### Selected excerpt
Coming Soon: Understanding and Trusting Our Great God
Some of my earliest memories are of creeds and catechisms. Parents and pastors alike taught me the truths of the Christian faith and encouraged me to study creeds and the many questions and answers of the catechisms. What a foundation this laid in my young heart!
No words resonated more deeply than the fourth answer of the Westminster Shorter Catechism, which responds to a simple but crucial question: “What is God?” The writers of the Catechism combined sound doctrine with rhythmic, memorable prose to answer thus: “God is a spirit, infinite, eternal, and unchangeable, in his being, wisdom, power, holiness, justice, goodness, and truth.” This answer begins with four attributes unique to God, then describes attributes he chooses to share with other beings.

### Data shown

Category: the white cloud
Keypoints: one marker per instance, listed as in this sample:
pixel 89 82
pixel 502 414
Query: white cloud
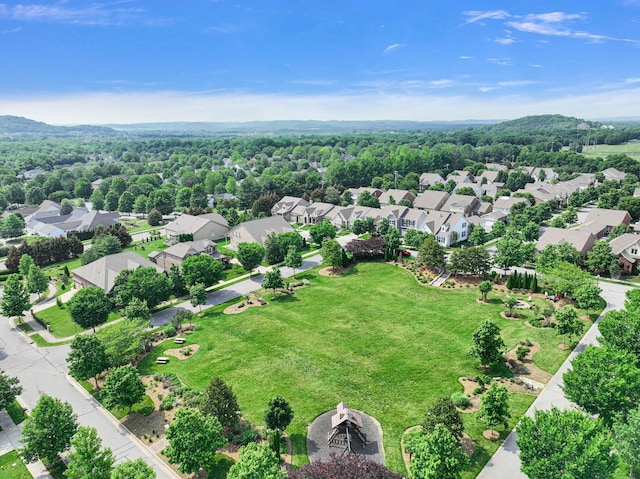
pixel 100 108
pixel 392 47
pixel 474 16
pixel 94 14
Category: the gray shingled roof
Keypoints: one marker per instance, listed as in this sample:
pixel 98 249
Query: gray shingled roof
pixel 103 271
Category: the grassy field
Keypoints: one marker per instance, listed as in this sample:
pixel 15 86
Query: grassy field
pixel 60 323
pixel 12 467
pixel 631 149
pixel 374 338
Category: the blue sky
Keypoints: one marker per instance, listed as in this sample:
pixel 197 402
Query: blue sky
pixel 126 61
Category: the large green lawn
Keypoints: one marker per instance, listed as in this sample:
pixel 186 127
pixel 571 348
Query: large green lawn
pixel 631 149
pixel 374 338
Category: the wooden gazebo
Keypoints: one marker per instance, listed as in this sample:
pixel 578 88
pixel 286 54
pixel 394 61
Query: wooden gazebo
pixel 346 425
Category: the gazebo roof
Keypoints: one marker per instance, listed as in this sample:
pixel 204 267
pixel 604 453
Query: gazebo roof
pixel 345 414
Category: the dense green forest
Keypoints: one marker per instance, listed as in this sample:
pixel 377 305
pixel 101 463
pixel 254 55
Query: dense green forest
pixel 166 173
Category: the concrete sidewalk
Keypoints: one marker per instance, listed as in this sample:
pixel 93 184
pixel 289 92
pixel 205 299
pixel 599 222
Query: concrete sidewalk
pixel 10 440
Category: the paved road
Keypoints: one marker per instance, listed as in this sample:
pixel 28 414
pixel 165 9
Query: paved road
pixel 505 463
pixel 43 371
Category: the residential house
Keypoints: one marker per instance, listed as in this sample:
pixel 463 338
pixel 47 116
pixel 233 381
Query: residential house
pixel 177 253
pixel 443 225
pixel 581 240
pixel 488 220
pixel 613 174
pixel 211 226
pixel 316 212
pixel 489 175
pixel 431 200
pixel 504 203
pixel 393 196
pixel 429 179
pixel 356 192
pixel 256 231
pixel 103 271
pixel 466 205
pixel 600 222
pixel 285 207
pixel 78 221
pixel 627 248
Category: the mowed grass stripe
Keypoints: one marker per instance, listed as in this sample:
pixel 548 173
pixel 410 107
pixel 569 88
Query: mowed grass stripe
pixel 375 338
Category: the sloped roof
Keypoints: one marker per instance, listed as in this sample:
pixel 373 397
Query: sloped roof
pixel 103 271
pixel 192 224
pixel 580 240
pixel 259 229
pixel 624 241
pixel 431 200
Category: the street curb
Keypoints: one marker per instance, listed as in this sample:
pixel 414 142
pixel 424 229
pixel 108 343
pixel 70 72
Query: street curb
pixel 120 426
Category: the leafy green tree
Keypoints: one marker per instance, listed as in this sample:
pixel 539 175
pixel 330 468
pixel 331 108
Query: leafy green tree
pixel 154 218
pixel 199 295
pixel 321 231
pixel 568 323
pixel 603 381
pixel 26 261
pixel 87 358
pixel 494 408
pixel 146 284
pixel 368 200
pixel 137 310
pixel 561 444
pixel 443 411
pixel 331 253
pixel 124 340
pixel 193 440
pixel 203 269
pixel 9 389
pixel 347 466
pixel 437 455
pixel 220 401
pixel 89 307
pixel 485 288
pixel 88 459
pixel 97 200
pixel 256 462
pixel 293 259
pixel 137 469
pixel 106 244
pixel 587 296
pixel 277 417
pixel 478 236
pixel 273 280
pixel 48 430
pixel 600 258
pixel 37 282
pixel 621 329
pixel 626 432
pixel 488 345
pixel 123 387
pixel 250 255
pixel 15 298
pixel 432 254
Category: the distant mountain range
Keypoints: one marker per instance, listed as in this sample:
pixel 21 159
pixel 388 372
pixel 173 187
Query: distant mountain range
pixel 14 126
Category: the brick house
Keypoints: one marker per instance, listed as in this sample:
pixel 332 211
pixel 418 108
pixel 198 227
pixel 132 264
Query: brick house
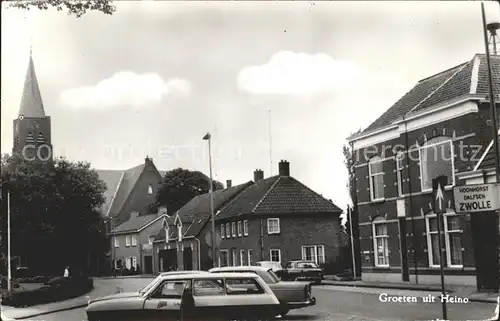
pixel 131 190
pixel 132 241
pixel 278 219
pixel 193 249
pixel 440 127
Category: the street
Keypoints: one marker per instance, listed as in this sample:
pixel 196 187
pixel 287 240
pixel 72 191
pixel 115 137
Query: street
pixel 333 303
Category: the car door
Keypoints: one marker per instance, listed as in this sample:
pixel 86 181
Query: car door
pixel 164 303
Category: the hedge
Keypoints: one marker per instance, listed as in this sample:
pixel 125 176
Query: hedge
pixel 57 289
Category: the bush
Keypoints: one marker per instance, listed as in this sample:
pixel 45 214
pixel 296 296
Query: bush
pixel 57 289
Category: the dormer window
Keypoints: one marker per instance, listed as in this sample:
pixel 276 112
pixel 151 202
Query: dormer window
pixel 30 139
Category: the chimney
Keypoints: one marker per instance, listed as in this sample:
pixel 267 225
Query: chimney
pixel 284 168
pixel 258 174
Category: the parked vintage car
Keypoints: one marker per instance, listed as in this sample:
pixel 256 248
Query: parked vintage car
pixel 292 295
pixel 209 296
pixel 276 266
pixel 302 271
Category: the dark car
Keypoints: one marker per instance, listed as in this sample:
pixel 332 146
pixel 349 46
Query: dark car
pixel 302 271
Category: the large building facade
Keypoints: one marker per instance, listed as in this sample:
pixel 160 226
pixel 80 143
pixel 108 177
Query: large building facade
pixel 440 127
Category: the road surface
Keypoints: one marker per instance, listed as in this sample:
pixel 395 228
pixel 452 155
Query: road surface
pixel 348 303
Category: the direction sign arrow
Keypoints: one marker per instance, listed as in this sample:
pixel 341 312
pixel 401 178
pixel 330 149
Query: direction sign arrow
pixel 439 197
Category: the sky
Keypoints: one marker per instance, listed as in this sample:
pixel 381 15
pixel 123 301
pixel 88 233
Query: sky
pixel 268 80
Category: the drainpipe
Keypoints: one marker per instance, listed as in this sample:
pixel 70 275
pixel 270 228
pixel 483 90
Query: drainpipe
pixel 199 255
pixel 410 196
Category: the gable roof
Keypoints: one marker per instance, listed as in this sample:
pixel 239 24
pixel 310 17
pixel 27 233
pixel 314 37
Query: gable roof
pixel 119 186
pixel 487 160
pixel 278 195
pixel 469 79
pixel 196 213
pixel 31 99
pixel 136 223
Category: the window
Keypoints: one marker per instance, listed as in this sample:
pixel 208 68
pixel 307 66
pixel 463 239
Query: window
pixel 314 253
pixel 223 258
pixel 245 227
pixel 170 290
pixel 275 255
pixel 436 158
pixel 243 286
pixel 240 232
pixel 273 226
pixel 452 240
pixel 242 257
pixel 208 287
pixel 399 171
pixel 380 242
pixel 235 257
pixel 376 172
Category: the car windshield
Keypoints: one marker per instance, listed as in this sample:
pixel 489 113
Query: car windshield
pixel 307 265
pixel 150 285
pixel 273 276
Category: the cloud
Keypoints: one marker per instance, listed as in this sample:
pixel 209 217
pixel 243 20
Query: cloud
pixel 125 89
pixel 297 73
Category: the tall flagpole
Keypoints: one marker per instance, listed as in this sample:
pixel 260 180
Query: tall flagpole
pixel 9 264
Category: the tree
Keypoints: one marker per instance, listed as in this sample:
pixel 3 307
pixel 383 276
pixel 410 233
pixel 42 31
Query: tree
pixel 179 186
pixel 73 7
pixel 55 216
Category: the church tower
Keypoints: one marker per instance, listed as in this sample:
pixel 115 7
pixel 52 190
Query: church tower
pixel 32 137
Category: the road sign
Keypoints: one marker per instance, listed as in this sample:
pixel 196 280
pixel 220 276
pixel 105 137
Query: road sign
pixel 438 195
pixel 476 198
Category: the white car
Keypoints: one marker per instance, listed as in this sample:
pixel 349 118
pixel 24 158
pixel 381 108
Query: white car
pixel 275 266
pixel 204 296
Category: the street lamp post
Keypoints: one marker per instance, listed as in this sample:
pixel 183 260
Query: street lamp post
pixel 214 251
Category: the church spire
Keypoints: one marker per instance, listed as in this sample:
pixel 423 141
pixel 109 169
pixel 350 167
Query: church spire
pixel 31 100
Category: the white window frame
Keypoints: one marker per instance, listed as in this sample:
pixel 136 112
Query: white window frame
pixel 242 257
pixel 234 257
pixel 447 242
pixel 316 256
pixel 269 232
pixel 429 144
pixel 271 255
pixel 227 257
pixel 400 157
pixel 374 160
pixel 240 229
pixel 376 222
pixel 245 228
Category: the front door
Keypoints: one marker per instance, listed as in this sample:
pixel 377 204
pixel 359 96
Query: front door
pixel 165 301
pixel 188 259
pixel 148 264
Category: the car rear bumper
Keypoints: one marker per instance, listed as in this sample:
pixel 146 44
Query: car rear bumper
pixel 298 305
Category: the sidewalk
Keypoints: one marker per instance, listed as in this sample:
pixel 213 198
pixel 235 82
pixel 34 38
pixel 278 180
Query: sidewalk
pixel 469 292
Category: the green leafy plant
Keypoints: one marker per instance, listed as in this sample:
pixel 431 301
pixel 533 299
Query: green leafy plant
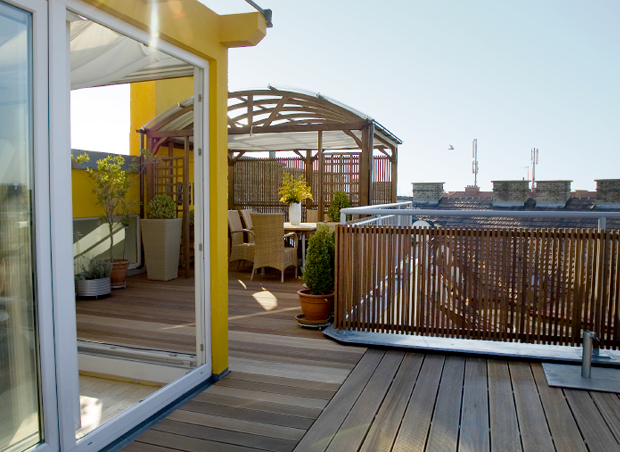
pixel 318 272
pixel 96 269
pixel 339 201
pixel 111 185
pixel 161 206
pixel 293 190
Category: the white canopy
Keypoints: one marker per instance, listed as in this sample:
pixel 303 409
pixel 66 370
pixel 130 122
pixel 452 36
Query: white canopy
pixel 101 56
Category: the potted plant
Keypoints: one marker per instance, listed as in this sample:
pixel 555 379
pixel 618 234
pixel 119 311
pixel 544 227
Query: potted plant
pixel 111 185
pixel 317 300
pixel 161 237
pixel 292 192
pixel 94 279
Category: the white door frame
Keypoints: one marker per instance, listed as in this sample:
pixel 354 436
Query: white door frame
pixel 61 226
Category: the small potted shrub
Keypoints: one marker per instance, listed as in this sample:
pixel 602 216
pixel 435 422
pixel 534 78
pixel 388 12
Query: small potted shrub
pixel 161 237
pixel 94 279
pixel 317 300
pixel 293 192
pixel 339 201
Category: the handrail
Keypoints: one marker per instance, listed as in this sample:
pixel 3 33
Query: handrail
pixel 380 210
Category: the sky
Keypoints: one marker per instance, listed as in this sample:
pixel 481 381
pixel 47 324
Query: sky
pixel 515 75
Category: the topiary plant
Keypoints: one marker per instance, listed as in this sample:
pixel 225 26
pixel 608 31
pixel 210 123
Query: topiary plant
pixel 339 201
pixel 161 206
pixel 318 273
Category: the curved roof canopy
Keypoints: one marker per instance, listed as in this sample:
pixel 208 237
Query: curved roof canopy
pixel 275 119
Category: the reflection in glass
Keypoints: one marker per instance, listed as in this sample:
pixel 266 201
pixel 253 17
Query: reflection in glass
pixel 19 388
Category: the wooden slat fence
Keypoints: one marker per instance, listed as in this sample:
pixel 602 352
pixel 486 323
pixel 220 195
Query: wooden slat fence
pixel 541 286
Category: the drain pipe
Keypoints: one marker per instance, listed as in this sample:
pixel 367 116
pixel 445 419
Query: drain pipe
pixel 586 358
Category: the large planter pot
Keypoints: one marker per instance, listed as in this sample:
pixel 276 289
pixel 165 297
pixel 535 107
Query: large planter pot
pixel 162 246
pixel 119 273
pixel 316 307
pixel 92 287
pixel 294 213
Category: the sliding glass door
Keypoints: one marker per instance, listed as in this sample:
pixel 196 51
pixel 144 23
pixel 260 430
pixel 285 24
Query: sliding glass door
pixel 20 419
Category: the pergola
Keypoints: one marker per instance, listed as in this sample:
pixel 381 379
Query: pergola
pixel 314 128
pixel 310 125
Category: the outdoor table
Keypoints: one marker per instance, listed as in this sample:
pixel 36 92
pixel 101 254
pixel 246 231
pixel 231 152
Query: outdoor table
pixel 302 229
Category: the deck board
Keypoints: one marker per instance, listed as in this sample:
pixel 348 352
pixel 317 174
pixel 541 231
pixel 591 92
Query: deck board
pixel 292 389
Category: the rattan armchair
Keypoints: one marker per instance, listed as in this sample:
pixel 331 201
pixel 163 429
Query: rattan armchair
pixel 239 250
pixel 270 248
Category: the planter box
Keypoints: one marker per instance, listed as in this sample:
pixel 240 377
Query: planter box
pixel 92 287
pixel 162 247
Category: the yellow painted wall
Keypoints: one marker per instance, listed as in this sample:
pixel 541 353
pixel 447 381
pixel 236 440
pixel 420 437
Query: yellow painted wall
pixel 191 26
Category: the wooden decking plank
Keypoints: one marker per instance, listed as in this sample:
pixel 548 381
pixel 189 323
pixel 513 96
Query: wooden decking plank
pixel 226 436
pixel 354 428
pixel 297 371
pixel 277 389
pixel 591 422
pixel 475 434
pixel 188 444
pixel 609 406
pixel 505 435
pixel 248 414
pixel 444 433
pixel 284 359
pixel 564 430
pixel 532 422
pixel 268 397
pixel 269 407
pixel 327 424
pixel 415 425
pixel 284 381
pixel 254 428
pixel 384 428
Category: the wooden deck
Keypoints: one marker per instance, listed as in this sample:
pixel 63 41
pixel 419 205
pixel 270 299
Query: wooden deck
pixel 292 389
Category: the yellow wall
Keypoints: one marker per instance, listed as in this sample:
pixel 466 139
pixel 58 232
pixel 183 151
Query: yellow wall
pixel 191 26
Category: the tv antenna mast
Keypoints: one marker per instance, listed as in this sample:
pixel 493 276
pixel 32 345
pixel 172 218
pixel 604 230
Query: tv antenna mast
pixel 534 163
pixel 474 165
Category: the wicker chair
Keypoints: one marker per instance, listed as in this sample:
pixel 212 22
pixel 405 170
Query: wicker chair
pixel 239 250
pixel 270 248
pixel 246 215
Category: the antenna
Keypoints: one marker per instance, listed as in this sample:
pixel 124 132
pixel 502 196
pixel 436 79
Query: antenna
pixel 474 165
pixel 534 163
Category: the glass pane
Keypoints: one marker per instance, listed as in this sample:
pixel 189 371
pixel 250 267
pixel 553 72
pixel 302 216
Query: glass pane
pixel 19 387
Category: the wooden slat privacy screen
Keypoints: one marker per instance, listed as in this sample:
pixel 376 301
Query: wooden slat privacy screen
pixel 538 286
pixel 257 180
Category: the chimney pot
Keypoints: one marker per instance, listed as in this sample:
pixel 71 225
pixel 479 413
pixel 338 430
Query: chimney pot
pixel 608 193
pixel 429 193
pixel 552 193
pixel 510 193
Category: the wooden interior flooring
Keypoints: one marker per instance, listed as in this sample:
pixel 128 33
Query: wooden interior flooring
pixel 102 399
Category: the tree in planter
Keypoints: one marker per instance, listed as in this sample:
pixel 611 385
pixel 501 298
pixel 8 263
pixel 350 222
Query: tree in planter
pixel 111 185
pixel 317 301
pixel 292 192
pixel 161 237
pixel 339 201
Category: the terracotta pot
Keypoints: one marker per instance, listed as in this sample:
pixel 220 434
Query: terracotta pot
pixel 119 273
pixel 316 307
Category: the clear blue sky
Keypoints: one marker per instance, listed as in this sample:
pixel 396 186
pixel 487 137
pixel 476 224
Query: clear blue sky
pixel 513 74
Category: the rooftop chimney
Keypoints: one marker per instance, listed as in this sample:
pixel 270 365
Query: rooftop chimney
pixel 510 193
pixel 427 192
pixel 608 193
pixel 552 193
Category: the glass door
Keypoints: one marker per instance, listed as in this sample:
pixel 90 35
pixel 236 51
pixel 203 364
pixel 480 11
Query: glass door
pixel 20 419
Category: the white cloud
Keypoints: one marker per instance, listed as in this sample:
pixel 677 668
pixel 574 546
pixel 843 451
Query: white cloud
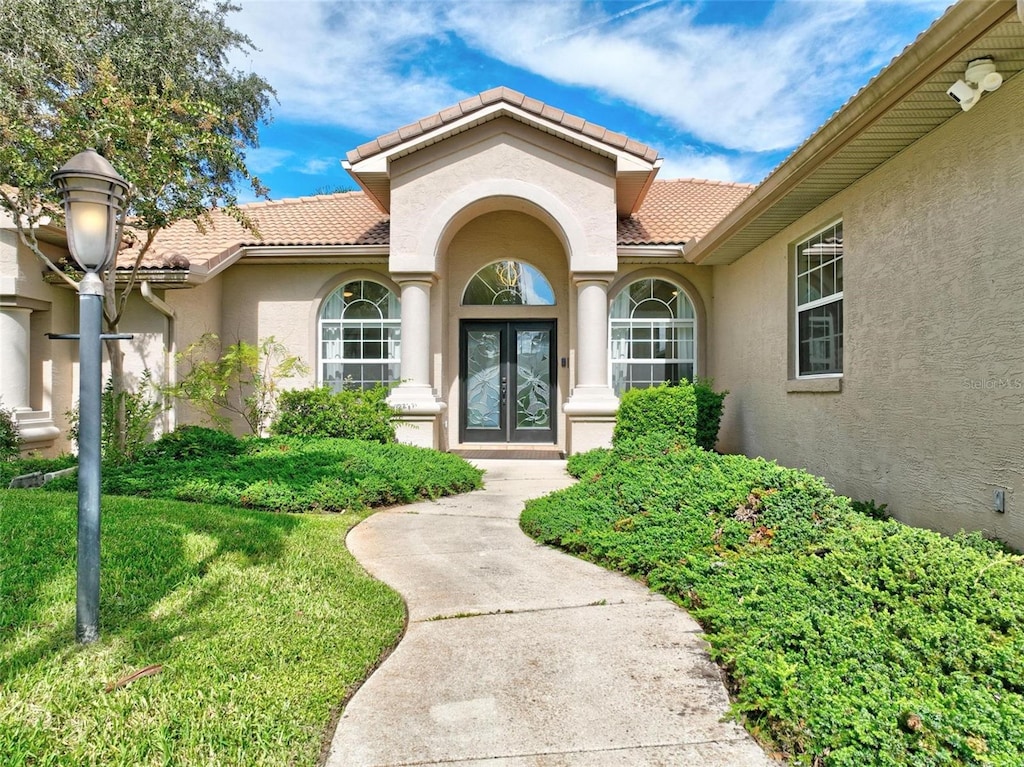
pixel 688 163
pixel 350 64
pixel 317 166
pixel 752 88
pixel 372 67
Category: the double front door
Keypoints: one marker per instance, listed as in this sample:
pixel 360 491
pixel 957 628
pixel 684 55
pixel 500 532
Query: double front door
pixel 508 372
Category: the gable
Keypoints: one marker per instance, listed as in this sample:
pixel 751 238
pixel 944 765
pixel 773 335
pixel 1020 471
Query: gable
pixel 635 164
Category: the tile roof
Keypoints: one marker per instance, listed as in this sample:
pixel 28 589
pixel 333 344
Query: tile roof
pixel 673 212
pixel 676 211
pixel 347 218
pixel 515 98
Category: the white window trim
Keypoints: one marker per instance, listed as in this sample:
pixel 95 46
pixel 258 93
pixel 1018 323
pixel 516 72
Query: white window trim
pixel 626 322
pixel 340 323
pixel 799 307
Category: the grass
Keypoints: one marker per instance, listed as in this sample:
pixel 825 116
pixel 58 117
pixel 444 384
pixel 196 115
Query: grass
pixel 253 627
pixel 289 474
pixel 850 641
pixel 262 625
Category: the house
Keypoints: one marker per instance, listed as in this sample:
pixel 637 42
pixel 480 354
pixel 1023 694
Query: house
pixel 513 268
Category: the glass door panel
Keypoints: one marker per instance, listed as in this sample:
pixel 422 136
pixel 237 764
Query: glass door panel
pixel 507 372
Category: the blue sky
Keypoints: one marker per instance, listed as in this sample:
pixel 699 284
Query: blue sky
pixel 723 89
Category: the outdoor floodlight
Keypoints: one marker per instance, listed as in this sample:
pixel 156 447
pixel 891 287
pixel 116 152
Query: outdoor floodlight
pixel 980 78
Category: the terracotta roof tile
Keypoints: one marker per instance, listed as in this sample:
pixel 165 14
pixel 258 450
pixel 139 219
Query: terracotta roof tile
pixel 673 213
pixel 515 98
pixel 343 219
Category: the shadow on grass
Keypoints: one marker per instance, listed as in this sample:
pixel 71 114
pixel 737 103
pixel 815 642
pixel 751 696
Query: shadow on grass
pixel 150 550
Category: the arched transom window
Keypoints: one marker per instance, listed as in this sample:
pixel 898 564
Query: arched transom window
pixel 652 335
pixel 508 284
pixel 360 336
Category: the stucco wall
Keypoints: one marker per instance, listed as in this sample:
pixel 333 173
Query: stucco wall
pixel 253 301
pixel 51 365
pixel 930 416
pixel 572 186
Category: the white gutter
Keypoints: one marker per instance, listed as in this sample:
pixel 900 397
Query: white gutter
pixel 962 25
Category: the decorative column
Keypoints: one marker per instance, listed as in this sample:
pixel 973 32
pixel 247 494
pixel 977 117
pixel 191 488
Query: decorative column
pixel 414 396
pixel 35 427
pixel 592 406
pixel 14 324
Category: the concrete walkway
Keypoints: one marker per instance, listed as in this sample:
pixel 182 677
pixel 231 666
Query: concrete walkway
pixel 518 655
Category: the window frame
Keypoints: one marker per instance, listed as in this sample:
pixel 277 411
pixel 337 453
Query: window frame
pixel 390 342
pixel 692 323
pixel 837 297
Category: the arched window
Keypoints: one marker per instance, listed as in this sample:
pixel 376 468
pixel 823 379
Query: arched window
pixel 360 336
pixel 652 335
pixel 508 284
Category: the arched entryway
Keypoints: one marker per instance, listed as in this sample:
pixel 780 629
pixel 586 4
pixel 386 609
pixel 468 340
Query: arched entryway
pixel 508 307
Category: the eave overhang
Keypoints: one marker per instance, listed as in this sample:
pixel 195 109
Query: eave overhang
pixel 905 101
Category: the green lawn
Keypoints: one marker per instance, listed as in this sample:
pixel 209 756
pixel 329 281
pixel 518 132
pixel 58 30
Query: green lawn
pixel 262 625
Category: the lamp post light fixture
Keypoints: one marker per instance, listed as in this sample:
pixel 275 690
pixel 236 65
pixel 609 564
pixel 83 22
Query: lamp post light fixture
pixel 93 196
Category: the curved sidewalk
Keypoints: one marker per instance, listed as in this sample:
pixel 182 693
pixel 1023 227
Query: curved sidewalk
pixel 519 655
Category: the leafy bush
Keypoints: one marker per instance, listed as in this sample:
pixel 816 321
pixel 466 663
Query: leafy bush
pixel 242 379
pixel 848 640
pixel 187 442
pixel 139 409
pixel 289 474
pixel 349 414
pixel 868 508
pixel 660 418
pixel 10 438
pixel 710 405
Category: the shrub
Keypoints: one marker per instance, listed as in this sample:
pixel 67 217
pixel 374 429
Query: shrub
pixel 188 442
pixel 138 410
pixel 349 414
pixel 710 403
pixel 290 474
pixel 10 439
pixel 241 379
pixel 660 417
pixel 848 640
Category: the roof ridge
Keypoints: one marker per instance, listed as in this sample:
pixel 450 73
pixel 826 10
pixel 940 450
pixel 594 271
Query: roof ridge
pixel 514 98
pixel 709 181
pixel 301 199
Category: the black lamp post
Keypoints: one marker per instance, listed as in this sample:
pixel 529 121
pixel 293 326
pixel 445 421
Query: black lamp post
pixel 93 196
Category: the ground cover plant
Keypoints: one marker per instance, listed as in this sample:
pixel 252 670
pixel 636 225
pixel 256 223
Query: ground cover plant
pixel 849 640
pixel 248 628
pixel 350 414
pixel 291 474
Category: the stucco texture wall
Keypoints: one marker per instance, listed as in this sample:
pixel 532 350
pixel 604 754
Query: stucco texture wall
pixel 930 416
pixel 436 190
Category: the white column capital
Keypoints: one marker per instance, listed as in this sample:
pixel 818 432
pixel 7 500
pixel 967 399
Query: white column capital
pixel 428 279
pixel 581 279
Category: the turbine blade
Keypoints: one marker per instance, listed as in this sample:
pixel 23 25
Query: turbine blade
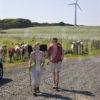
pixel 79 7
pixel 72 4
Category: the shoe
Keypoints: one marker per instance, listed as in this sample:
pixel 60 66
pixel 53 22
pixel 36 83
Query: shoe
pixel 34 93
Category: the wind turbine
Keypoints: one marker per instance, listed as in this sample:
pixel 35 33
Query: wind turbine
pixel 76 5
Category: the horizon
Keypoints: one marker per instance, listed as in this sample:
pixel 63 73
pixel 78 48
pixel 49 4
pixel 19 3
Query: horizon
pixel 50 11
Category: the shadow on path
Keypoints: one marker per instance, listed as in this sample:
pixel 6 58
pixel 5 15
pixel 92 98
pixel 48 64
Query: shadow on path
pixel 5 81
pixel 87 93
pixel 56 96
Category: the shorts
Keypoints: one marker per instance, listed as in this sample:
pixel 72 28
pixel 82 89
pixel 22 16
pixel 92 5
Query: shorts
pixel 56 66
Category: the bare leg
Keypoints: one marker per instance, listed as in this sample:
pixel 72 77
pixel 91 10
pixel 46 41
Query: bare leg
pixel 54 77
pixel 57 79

### Direction
Extend the piece on the catechism's answer to "What is God?" by writing the passage that follows its last sentence.

### Task result
In Understanding and Trusting Our Great God, the second book in the Words from the Wise series of devotionals I’ve done with graphic artist Jules Koblun, I mean to consider the character of God as outlined in this Catechism, using words from the wise I have collected from a wide variety of Christian writers, preachers, songwriters, and poets.
Great thoughts of God ought to lead us to great wonder and delight. For to know God is to love him, and to love him is to have our hearts thrilled by him.
Learn more about Understanding and Trusting Our Great God and pre-order it at wordsfromthewisebooks.com. (Or, of course, grab it from Amazon.)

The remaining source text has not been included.